Reproduce all entries precisely, down to the last character.

[Exercise data]:
*** Begin section ***

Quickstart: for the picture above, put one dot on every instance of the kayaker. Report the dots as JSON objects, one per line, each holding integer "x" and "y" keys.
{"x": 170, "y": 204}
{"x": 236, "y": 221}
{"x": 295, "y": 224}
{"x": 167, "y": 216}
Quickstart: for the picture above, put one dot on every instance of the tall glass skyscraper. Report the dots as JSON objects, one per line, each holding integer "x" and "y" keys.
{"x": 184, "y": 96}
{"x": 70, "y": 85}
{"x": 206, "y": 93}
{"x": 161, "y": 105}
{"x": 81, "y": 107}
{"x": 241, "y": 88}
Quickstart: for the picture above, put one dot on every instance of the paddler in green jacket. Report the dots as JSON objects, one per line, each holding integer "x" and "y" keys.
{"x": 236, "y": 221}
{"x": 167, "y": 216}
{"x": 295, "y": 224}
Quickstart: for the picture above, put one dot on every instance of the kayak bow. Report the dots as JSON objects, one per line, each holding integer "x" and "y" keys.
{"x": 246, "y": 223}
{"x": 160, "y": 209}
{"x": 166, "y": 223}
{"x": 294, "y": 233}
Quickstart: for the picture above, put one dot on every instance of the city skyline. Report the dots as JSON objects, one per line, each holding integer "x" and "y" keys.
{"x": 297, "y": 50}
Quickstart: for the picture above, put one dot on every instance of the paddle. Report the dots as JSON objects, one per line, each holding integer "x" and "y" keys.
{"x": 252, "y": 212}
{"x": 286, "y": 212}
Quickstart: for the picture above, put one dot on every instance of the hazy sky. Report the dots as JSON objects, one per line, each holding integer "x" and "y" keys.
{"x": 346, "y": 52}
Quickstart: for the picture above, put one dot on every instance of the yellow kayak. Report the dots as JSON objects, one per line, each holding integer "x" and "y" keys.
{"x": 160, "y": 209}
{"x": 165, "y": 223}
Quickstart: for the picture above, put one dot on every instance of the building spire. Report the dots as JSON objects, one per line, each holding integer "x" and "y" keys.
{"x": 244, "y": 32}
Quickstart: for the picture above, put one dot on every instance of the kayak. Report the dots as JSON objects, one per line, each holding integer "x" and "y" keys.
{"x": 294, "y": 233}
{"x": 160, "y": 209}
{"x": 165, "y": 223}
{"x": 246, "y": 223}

*** End section ***

[Result for this task]:
Quickstart: for the picture above, put one dot on every instance of the kayaker. Report the dots as JSON objects, one per line, each holding integer "x" and "y" keys.
{"x": 170, "y": 204}
{"x": 236, "y": 221}
{"x": 295, "y": 224}
{"x": 167, "y": 216}
Quickstart: for the picture above, put one dot on every instance of the tall glass skyscraper. Report the dots as JSON objects, one per line, each holding integer "x" and "y" keys.
{"x": 184, "y": 96}
{"x": 70, "y": 85}
{"x": 206, "y": 93}
{"x": 161, "y": 105}
{"x": 81, "y": 107}
{"x": 241, "y": 88}
Quickstart: for the picture above, put one dot on every instance of the paddler in green jacket. Report the dots as JSON objects, one per line, each holding integer "x" and "y" keys.
{"x": 236, "y": 221}
{"x": 167, "y": 216}
{"x": 295, "y": 224}
Quickstart: for the picture above, put one dot on every instance of the kayak bow. Report the dots as JSON objects, one per line, each holding integer "x" and "y" keys.
{"x": 246, "y": 223}
{"x": 160, "y": 209}
{"x": 166, "y": 223}
{"x": 294, "y": 233}
Quickstart: for the picture above, put one dot on every instance of the city skyline. Report the dots as JSON objects, one per line, each holding integer "x" and "y" keys.
{"x": 297, "y": 50}
Quickstart: for the picture above, put one dot on every instance of the paddle. Report the dots as JSON objects, one per line, each holding integer "x" and "y" keys.
{"x": 252, "y": 212}
{"x": 286, "y": 212}
Quickstart: for the picture above, put one dot on every instance of the hazy sky. Report the dots as JSON objects, one per line, each holding integer "x" and "y" keys.
{"x": 346, "y": 52}
Quickstart: for the picture above, put one dot on every instance of the yellow kayak. Report the dots as JSON objects, one per line, each holding integer "x" and "y" keys.
{"x": 160, "y": 209}
{"x": 165, "y": 223}
Quickstart: for the picture above, put one dot on every instance of the building spire. Report the dots as JSON objects, one per line, each holding integer "x" and "y" keys.
{"x": 244, "y": 32}
Quickstart: for the picture above, put one dot on every instance of the kayak. Report the dots as JSON objects, one per line, each holding integer "x" and "y" keys.
{"x": 294, "y": 233}
{"x": 160, "y": 209}
{"x": 165, "y": 223}
{"x": 246, "y": 223}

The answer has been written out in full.